Records of labeled points:
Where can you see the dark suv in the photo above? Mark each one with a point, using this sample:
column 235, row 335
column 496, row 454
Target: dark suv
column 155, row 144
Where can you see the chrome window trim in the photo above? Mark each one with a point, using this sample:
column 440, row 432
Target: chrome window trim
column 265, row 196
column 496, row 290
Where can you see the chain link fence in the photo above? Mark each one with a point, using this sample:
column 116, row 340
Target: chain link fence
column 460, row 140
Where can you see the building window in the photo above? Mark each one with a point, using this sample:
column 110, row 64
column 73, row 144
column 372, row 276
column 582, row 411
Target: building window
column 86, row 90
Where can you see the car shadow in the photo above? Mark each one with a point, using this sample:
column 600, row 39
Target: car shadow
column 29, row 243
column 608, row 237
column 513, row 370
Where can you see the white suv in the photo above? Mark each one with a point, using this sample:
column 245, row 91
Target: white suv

* _WHAT TO DO_
Reproduce all of the entries above word for word, leaving nothing out and changing nothing.

* _TASK ANSWER_
Where can you see the dark suv in the photo above? Mark each one with a point, using this sample:
column 235, row 335
column 496, row 454
Target: dark suv
column 155, row 144
Where can you see the chrome window trim in the photo above? Mark each one with a point, using this sample:
column 440, row 432
Target: chrome window trim
column 265, row 196
column 496, row 290
Where can you see the chain link fence in the photo above? Mark each one with a point, using this sample:
column 116, row 340
Target: chain link fence
column 460, row 140
Where can you see the building window in the photo above? Mark each one with a point, using this sample:
column 110, row 64
column 73, row 144
column 372, row 276
column 582, row 411
Target: building window
column 86, row 90
Where can you see the car shadow in the photo above? Mark each one with a point, using this sample:
column 600, row 39
Target: car shadow
column 29, row 243
column 608, row 237
column 513, row 370
Where can you see the white suv in the photo above? Mark each one with a point, using this sample:
column 245, row 91
Target: white suv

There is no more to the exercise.